═══ Dataset ═══

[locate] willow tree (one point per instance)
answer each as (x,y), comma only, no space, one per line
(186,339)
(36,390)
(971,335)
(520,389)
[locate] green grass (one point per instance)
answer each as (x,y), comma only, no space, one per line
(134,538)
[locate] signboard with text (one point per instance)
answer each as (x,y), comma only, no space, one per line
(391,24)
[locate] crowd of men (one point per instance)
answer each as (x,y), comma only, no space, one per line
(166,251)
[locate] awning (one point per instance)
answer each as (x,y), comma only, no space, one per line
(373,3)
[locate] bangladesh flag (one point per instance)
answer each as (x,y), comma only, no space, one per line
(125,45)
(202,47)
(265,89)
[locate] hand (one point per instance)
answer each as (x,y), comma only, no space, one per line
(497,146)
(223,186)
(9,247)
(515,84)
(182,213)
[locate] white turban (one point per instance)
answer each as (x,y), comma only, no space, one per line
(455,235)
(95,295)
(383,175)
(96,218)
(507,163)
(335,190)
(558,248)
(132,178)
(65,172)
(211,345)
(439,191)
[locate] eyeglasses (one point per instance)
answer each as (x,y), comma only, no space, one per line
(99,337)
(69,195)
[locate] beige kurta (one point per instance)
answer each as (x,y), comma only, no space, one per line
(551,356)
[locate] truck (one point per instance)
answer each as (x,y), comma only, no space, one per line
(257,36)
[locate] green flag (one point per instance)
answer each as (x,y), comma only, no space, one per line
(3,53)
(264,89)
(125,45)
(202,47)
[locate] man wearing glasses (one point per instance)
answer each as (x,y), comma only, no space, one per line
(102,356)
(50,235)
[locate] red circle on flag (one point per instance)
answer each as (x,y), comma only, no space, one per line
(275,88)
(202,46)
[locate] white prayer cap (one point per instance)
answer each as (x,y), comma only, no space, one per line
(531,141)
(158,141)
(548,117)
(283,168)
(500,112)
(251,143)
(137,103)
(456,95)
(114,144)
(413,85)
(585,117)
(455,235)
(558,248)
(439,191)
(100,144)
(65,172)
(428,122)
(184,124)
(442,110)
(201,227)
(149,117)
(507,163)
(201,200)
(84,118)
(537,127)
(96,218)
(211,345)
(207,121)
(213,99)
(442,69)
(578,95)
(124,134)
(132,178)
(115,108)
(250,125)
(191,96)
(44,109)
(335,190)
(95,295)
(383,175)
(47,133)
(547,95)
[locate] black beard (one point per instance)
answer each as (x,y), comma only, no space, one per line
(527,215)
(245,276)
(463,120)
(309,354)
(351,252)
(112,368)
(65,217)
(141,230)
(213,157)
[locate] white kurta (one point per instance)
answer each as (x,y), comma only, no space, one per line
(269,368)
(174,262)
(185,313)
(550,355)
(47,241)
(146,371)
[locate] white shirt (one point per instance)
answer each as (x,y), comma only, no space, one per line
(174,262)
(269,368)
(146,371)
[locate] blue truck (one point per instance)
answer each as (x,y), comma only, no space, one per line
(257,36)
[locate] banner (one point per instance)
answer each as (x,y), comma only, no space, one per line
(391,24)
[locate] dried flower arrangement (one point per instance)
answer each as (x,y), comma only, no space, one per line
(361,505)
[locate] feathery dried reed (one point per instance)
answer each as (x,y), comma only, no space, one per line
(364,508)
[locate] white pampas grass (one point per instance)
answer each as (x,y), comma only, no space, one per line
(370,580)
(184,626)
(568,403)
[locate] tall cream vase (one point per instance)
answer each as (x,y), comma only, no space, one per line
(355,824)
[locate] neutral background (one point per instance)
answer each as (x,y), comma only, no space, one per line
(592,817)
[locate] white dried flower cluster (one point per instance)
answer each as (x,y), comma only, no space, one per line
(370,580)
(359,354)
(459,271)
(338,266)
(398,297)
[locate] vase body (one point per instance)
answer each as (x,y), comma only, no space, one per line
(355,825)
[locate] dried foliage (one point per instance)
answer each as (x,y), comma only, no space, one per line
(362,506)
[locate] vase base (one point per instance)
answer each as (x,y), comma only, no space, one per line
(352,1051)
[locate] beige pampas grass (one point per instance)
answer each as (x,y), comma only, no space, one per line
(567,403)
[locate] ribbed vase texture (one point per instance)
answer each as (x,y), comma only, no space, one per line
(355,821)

═══

Problem details:
Substitute "one point for each instance" for each "one point per instance" in the rows above, and keep everything else the same.

The response:
[locate] willow tree (one point for each instance)
answer each as (x,y), comma only, no space, one per line
(186,339)
(36,390)
(971,335)
(520,389)
[locate] green grass (one point for each instance)
answer each as (x,y), comma only, no space, one per line
(134,538)
[locate] signboard with text (one point for each instance)
answer each as (x,y), comma only, no space, one per line
(391,24)
[locate] crowd of men (one point for each instance)
answer each as (x,y), comma only, no space, one per line
(166,251)
[locate] awning (one point for each instance)
answer each as (x,y), comma only, no space, one per line
(373,3)
[locate] bangladesh flag (one point for each instance)
answer each as (x,y), comma only, no space, one per line
(125,45)
(202,47)
(265,89)
[locate] hand (one point for each instance)
answer each as (x,y), comma only, no space, one per line
(497,146)
(223,186)
(9,247)
(515,84)
(182,213)
[locate] white turban (one point for each instance)
answer each as (x,y), comma only, no space, one per line
(455,235)
(95,295)
(383,175)
(96,218)
(507,163)
(335,190)
(558,248)
(132,178)
(65,172)
(211,345)
(439,191)
[locate] eyeglasses (one point for each instance)
answer each as (x,y), comma only, no space, one per line
(99,337)
(69,195)
[locate] beige kurta (one point for each instance)
answer each as (x,y), comma only, no space, one per line
(551,356)
[locate] truck (one point for each instance)
answer each as (x,y), comma only, no space, one per line
(257,36)
[locate] green flag (one point for each instance)
answer each as (x,y), comma only, no space, one per line
(3,53)
(264,89)
(125,45)
(202,47)
[locate] man wearing glasses (one point for each instance)
answer each as (x,y), comma only, no space, one per line
(102,356)
(50,235)
[locate] red circle on flag (one point for each instance)
answer each as (x,y), comma only, no space, one per line
(275,88)
(202,46)
[locate] white prayer cap (one point for each instance)
answer each as (x,y), comma only, no space, one per line
(531,141)
(158,141)
(548,117)
(283,168)
(500,112)
(251,143)
(137,103)
(456,95)
(114,144)
(413,85)
(585,117)
(455,235)
(558,248)
(439,191)
(100,144)
(65,172)
(428,122)
(184,124)
(442,110)
(201,227)
(149,117)
(507,163)
(201,200)
(84,118)
(537,127)
(96,218)
(211,345)
(207,121)
(213,99)
(442,69)
(578,95)
(124,134)
(132,178)
(115,108)
(250,125)
(191,96)
(44,109)
(335,190)
(95,295)
(383,175)
(47,133)
(547,95)
[locate] black beard (one point for each instance)
answer each as (x,y), comma only, no space, one per line
(527,215)
(245,276)
(463,120)
(309,354)
(351,252)
(112,368)
(65,217)
(141,230)
(213,157)
[locate] white kurta (one point for each instance)
answer each as (x,y), comma only, no space, one per line
(269,368)
(174,262)
(185,313)
(550,355)
(47,241)
(146,371)
[locate] white shirt (one point for each instance)
answer each as (x,y), comma only, no space, one per line
(174,262)
(269,368)
(146,371)
[locate] blue truck (one point for each instance)
answer each as (x,y), comma only, no space, one per line
(257,36)
[locate] banner (one point for each instance)
answer each as (x,y), comma only, no space, one per line
(391,24)
[locate] dried flower arrangement (one point for each instance)
answer each as (x,y), comma only, no space, one per line
(361,505)
[locate] feathery dried reed (one point for each instance)
answer each as (x,y), comma only, no space, one per line
(364,508)
[locate] white pampas grass (one point for each instance)
answer each as (x,y), comma only, no space, one per line
(370,580)
(184,626)
(568,403)
[locate] tall cream vase (one point for each instance)
answer each as (x,y), comma only, no space, one per line
(355,824)
[locate] neutral background (one point for each instance)
answer each as (x,y), comma only, no space, one per line
(592,817)
[locate] white dried flower cluster (one point for each instance)
answer each as (x,y), comma only, no space, one per line
(370,580)
(359,354)
(459,271)
(338,266)
(398,297)
[locate] vase body (one point for each instance)
answer each as (x,y), comma only, no space, one per line
(355,825)
[locate] dried foliage (one point for each instance)
answer each as (x,y), comma only, no space, one per line
(362,506)
[locate] vase base (one point for each instance)
answer each as (x,y), comma only, no space, one per line
(352,1051)
[locate] beige pampas grass (one point for each instance)
answer each as (x,y), comma only, no space, one per line
(567,403)
[locate] ribbed vase texture (one point for each instance)
answer each as (x,y), comma only, no space, one per line
(355,821)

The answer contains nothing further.